Document segment:
((

In the legislative elections of 1989, Melina Mercouri was elected as a national parliamentarian and remained a member of PASOK’s Executive Bureau. In 1990 she was a candidate for the city of Athens at the municipal elections. In 1992 she played the part of Clytemnestra in the opera “Pylades” by Kouroupos and Chimonas, directed by Dionysis Fotopoulos, at the Athens Hall of Music. Following PASOK’s victory in the 1993 elections, Melina Mercouri was back at the Ministry of Culture. During her short, second term of office, Melina Mercouri had the program:
– The creation of a cultural park in the Aegean to safeguard and enhance the civilization and environment of the Aegean islands.
– To link culture with education at all educational levels, by creating a new system of post-training of teachers so that in all subjects there be included cultural references. And above all the children find pleasure in learning. She advanced the slogan Education through Enjoyment.

))

Point localization data:
((

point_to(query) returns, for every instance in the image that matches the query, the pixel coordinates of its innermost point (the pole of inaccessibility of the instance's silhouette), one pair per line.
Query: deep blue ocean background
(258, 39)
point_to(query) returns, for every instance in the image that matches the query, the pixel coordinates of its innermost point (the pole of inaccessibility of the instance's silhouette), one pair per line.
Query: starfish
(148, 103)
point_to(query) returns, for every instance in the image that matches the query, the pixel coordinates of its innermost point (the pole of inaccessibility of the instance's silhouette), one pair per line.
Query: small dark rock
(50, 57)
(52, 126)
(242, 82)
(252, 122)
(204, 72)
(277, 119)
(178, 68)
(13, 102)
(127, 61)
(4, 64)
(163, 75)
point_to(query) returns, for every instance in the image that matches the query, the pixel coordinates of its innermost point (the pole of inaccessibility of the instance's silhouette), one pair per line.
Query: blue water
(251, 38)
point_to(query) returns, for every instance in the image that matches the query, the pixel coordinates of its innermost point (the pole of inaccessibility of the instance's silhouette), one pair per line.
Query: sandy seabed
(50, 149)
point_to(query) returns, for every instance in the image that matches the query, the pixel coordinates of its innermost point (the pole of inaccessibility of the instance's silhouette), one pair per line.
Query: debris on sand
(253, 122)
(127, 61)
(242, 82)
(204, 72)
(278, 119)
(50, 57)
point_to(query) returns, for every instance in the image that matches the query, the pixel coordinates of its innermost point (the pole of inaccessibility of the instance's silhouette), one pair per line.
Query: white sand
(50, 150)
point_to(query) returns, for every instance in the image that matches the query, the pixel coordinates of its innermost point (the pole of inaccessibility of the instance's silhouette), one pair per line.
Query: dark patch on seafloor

))

Work to complete:
(1) In the text about Melina Mercouri, what role did she play in the 1992 opera "Pylades"?
(2) Continue the text about Melina Mercouri from its last sentence.

Exercise answers:
(1) Clytemnestra

(2)
-Till her final days, Melina tried hard to have the Parthenon Marbles returned and her famous quote was, “You must understand what the Parthenon Marbles mean to us. They are our pride. They are our sacrifices. They are our noblest symbol of excellence. They are a tribute to the democratic philosophy. They are aspirations and our name. They are the essence of Greekness.”
Melina Mercouri died on 6 March 1994 at New York’s Memorial Hospital and her funeral was held, with Prime Minister’s honors, on 10 March 1994.
But more important to Melina Mercouri was that the love she had for the Greek people was returned to her and that her memory is revered and cherished by all.